▸ **PASSAGE TO READ**
»»

Cards fall at Wrigley, but magic number reduced

Club still in driver's seat for NL Central title after bats can't back Lackey

Cards fall at Wrigley, but magic number reduced

CHICAGO -- Just before the Cardinals gave a spirited attempt to flip Wednesday's game with a ninth-inning rally, the scoreboard operator at Wrigley Field slid the final numbers into place. "Atlanta 6, Pittsburgh 2," it read. But excuse the Cardinals for not even noticing.

On a night when Cubs starter Jake Arrieta outdueled John Lackey by striking out 10 and delivering a two-run triple in a 3-1 win, the Cardinals' takeaway wasn't with what happened 700 miles away but rather with their own inability to play themselves closer to a division title.

A three-day stay in Chicago knocked only two digits off the Cardinals' magic number, which is now three given their 1 1/2-game lead over the Pirates in the National League Central. The Pirates will face Atlanta again on Thursday, while the Cardinals are idle.

The Cardinals aren't so concerned about what happens in that game. They intend to initiate a celebration on their own.

"We just worry about ourselves," manager Mike Matheny said. "We've done a real nice job of that. I could kind of feel the wind get kicked out of us a couple times when we're looking up there at the scoreboard the last couple nights. That's why I'm resolved not to do that anymore. We can't do anything about it."

The Cardinals do control their own destiny, but to close the division out without help from the Pirates will require the club to roll off three straight wins in Arizona. The Cards will arrive in Phoenix having lost seven of their last eight road series.

And once again, the team was stung by having its here-or-there offense shut off.

"It's obviously frustrating," Matt Carpenter said. "Part of it is we have to know when the pitching is tough, and it has been. But that's what it is going to be like in the postseason, so we have to figure out a way to scratch for a few and give our pitchers, who have been throwing very well, a chance to win the game."

It took the Cardinals until the fifth to tally a hit off Arrieta, and by then, the right-hander had given Chicago a lead. After working out of a bases-loaded mess in the first, Lackey looked to be on his way to getting around a leadoff double by Luis Valbuena in the fourth.

Lackey followed the extra-base hit with two strikeouts before intentionally walking eight-hole hitter Logan Watkins to get to Arrieta.

"In that situation, where we see we're locked horns and we have a left-handed position player and a right-handed pitcher on deck, I'm not sure any right-handed pitcher in the league wouldn't take their chances [with the pitcher] with two outs and a base open," Matheny explained.

After two quick strikes, catcher Yadier Molina called for a breaking ball. Lackey shook him off, fearing that Arrieta would be sitting on the pitch since it would mirror the pitch sequence from his first at-bat. So Lackey chose fastball, which Arrieta drove into the gap in right-center.

Both runners scored, and Arrieta ended up at third with his first career triple.

"I over-thought it a little bit," Lackey said. "It didn't work out."

««

▸ **DATA SUPPLIED**
»»

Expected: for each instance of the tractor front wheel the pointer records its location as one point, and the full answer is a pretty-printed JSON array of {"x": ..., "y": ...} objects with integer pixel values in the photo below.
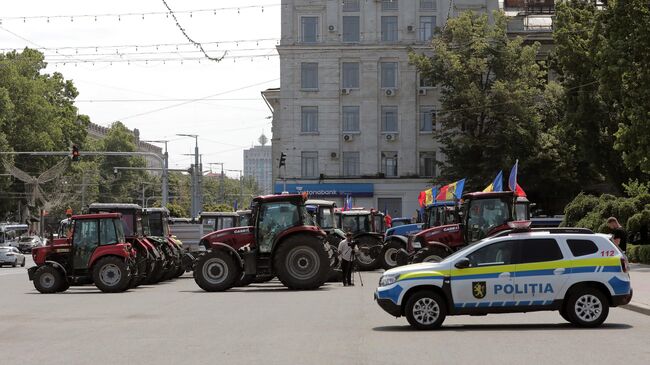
[
  {"x": 111, "y": 275},
  {"x": 301, "y": 262},
  {"x": 48, "y": 279},
  {"x": 216, "y": 271}
]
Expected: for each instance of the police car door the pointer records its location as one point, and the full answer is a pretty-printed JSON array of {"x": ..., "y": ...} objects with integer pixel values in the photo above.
[
  {"x": 488, "y": 280},
  {"x": 539, "y": 275}
]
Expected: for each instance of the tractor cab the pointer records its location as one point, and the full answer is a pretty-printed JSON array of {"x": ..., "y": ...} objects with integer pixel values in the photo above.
[
  {"x": 95, "y": 251},
  {"x": 215, "y": 221}
]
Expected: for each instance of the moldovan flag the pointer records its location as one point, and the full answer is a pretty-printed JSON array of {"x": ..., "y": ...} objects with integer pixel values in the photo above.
[
  {"x": 451, "y": 191},
  {"x": 497, "y": 184},
  {"x": 512, "y": 181}
]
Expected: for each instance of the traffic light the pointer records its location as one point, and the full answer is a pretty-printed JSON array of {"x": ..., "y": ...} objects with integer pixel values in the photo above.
[{"x": 75, "y": 153}]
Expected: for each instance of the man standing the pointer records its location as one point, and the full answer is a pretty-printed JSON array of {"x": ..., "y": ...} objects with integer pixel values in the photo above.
[
  {"x": 619, "y": 236},
  {"x": 346, "y": 250}
]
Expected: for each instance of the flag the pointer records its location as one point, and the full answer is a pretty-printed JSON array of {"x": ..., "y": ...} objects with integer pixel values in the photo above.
[
  {"x": 496, "y": 185},
  {"x": 451, "y": 191},
  {"x": 512, "y": 181}
]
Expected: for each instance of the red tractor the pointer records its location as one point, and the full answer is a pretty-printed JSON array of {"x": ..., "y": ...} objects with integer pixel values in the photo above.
[
  {"x": 283, "y": 241},
  {"x": 94, "y": 250},
  {"x": 481, "y": 215}
]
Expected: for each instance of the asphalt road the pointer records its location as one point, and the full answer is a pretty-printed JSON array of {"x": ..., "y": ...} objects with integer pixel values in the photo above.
[{"x": 177, "y": 323}]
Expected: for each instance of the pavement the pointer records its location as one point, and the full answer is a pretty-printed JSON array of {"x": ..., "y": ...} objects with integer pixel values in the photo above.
[
  {"x": 640, "y": 278},
  {"x": 177, "y": 323}
]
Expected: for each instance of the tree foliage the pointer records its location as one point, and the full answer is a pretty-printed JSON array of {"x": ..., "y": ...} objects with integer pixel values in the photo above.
[{"x": 496, "y": 108}]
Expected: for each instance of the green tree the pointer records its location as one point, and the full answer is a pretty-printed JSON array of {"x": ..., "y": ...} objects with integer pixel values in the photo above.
[{"x": 495, "y": 107}]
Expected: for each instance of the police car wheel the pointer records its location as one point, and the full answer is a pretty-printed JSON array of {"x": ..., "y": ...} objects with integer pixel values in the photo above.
[
  {"x": 425, "y": 310},
  {"x": 587, "y": 307}
]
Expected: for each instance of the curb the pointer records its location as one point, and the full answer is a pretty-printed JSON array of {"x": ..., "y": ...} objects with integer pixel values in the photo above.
[{"x": 637, "y": 307}]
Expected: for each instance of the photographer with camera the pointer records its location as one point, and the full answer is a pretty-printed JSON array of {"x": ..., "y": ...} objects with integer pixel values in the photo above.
[{"x": 347, "y": 251}]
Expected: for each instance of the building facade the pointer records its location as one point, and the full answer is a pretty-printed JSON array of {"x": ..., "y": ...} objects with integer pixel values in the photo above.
[
  {"x": 352, "y": 116},
  {"x": 258, "y": 164}
]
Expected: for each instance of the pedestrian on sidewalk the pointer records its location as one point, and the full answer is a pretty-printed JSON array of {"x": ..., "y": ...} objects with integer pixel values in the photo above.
[
  {"x": 347, "y": 251},
  {"x": 619, "y": 236}
]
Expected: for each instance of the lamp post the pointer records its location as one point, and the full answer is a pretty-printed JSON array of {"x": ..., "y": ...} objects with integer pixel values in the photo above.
[{"x": 197, "y": 196}]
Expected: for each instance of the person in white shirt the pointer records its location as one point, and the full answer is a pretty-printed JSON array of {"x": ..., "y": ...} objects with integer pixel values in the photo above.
[{"x": 347, "y": 253}]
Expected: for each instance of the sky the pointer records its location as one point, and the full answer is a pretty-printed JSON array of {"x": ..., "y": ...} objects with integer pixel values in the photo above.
[{"x": 128, "y": 68}]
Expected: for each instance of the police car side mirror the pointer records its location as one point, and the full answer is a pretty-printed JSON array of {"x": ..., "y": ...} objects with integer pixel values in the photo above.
[{"x": 462, "y": 263}]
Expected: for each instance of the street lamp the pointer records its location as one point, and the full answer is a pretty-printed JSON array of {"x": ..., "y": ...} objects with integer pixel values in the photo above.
[{"x": 197, "y": 195}]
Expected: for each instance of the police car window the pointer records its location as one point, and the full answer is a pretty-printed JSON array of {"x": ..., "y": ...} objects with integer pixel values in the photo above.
[
  {"x": 582, "y": 247},
  {"x": 539, "y": 250},
  {"x": 499, "y": 253}
]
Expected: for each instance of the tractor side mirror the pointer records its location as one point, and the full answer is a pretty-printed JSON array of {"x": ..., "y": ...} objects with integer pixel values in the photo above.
[{"x": 462, "y": 263}]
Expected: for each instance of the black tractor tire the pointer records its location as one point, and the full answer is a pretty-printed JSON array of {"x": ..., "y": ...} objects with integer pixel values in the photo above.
[
  {"x": 48, "y": 279},
  {"x": 260, "y": 279},
  {"x": 245, "y": 280},
  {"x": 587, "y": 307},
  {"x": 430, "y": 254},
  {"x": 301, "y": 262},
  {"x": 389, "y": 254},
  {"x": 216, "y": 271},
  {"x": 365, "y": 259},
  {"x": 111, "y": 275},
  {"x": 425, "y": 310}
]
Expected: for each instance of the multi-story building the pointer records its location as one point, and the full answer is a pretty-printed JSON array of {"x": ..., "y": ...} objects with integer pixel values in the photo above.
[
  {"x": 258, "y": 164},
  {"x": 352, "y": 115}
]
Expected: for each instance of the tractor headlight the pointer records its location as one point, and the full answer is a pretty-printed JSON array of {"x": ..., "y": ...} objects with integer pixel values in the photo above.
[{"x": 386, "y": 280}]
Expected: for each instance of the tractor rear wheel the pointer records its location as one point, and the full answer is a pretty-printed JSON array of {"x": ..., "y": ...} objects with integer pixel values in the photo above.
[
  {"x": 48, "y": 279},
  {"x": 430, "y": 254},
  {"x": 111, "y": 275},
  {"x": 301, "y": 262},
  {"x": 216, "y": 271}
]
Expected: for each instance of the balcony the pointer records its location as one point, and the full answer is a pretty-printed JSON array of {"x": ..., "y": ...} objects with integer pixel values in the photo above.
[{"x": 530, "y": 6}]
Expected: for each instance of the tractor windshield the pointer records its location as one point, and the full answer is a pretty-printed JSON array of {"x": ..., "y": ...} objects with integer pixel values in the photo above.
[{"x": 483, "y": 215}]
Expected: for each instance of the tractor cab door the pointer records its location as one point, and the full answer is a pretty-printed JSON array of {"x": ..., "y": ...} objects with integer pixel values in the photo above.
[
  {"x": 85, "y": 240},
  {"x": 274, "y": 218}
]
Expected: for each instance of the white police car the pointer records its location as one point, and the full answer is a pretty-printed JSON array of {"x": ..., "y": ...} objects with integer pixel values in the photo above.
[{"x": 574, "y": 271}]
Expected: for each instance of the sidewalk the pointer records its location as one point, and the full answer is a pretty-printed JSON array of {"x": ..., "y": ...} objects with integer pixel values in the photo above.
[{"x": 640, "y": 277}]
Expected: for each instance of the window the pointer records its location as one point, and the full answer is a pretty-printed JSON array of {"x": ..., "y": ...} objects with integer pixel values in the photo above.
[
  {"x": 582, "y": 247},
  {"x": 351, "y": 163},
  {"x": 427, "y": 24},
  {"x": 107, "y": 234},
  {"x": 428, "y": 164},
  {"x": 309, "y": 75},
  {"x": 351, "y": 29},
  {"x": 428, "y": 5},
  {"x": 499, "y": 253},
  {"x": 427, "y": 118},
  {"x": 309, "y": 29},
  {"x": 389, "y": 29},
  {"x": 309, "y": 164},
  {"x": 350, "y": 75},
  {"x": 426, "y": 82},
  {"x": 350, "y": 5},
  {"x": 389, "y": 119},
  {"x": 389, "y": 164},
  {"x": 539, "y": 250},
  {"x": 388, "y": 74},
  {"x": 309, "y": 119},
  {"x": 350, "y": 119},
  {"x": 388, "y": 5}
]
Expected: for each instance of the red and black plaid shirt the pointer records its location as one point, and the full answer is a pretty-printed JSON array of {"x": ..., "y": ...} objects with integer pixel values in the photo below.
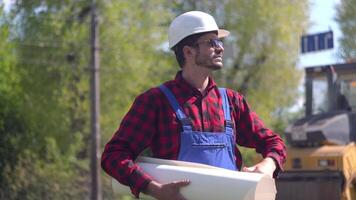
[{"x": 151, "y": 122}]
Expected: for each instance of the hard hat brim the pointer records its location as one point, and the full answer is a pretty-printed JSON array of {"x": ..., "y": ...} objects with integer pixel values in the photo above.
[{"x": 223, "y": 33}]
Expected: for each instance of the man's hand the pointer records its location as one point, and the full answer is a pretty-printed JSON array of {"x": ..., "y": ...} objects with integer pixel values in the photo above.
[
  {"x": 169, "y": 191},
  {"x": 266, "y": 166}
]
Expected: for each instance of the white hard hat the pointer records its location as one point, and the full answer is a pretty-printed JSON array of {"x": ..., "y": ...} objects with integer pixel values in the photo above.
[{"x": 190, "y": 23}]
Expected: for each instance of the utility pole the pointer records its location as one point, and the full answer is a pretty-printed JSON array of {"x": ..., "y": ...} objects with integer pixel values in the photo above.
[{"x": 95, "y": 192}]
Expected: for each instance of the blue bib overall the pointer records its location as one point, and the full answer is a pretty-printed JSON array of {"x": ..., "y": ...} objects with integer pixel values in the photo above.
[{"x": 211, "y": 148}]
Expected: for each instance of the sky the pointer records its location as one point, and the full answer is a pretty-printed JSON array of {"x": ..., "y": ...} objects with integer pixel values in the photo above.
[{"x": 322, "y": 14}]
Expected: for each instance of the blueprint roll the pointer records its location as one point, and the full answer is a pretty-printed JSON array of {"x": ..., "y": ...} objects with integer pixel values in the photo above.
[{"x": 206, "y": 182}]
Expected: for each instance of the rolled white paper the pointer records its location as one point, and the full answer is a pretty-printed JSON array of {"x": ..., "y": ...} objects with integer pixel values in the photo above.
[{"x": 206, "y": 182}]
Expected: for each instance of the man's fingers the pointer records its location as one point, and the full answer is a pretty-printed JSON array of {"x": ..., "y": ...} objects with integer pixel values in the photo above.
[
  {"x": 249, "y": 169},
  {"x": 181, "y": 183}
]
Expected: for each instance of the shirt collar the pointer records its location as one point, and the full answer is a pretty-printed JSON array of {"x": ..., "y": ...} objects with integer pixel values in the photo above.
[{"x": 189, "y": 89}]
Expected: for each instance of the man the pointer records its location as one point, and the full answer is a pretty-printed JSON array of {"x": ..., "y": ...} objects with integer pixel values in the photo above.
[{"x": 190, "y": 118}]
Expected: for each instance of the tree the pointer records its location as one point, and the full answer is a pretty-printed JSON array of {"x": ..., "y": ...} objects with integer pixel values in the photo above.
[{"x": 347, "y": 22}]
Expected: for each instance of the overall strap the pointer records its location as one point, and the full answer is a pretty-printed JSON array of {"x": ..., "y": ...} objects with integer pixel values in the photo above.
[
  {"x": 177, "y": 108},
  {"x": 226, "y": 108}
]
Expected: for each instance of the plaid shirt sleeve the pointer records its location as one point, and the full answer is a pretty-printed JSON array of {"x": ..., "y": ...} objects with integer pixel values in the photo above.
[
  {"x": 132, "y": 137},
  {"x": 251, "y": 132}
]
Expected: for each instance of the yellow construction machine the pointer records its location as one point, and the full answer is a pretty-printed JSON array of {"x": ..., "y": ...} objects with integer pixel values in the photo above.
[{"x": 321, "y": 161}]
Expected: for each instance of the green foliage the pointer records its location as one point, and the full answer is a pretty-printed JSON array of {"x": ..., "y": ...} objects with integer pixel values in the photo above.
[
  {"x": 347, "y": 22},
  {"x": 265, "y": 34},
  {"x": 44, "y": 78}
]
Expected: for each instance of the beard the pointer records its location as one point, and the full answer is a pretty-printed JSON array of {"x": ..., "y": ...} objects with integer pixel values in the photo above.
[{"x": 208, "y": 62}]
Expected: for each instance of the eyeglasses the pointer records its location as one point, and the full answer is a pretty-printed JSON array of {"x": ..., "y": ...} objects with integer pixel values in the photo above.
[{"x": 215, "y": 43}]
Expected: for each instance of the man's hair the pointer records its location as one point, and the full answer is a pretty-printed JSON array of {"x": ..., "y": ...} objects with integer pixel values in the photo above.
[{"x": 188, "y": 41}]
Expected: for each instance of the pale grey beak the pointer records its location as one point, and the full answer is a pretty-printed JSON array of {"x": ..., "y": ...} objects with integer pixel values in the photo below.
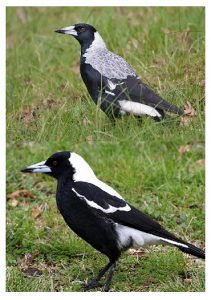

««

▸ **WRITTEN EXERCISE**
In the baseball article, which Cubs pitcher outdueled John Lackey? The listing comes from a separate source unrelated to the article.

▸ **RESPONSE**
Jake Arrieta